Single Tenant Vs Multi Tenant

Single Tenant Vs Multi Tenant:

From an Exchange Admin perspective, We often come across the term “Multi Tenant” when Office 365 is discussed.

Many of us think that Cloud Offerings are Multi Tenant in nature and On premise models are based on Single Tenant all the time. This assumption is very wrong!

Let us explore further.

Assume that I am working as an Exchange Admin for an organization named msmessagingpro.com. The organization uses Exchange Server 2013 SP1. This company has two major LOBs as msmessaging and ldkmstech. The AD domain name is msm.com

  1. Half of the employees need to have an email address ending with @msmessaging.com
  2. Rest of the employees need to have an email address ending with @ldkmstech.com

In this case, I can create multiple Accepted Domains, Email Address Policies, Address Books and optionally add UPNs in the AD Domain & Trusts console to create Multi Tenancy in an On Premise AD & Exchange Setp.

In short, multiple organizational units or LOBs depending on a Single Exchange setup will result in the demand for creating Multi Tenancy even in an On Premise setup.

Let us conclude this way ….

Single Tenant:

If an Exchange or On Premise application serves a single organization or having a single accepted domain name will result in Single Tenant Setup. In other words, each customer will have a dedicated Hardware & Software setup.

=== WHAT THE TASK ASKS ===
In the article on single versus multi tenant setups, which version of Exchange Server does the example organization use?

Examples of point labeling
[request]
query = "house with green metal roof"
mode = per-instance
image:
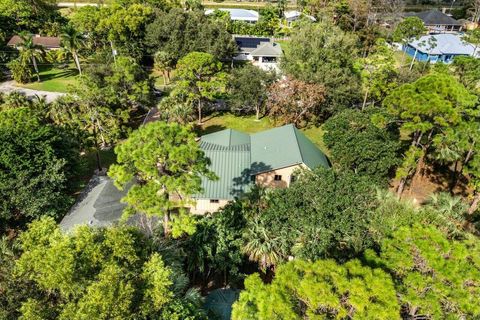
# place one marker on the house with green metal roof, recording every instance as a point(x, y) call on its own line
point(268, 158)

=== WRITTEN SOLUTION ===
Exchange Server 2013 SP1.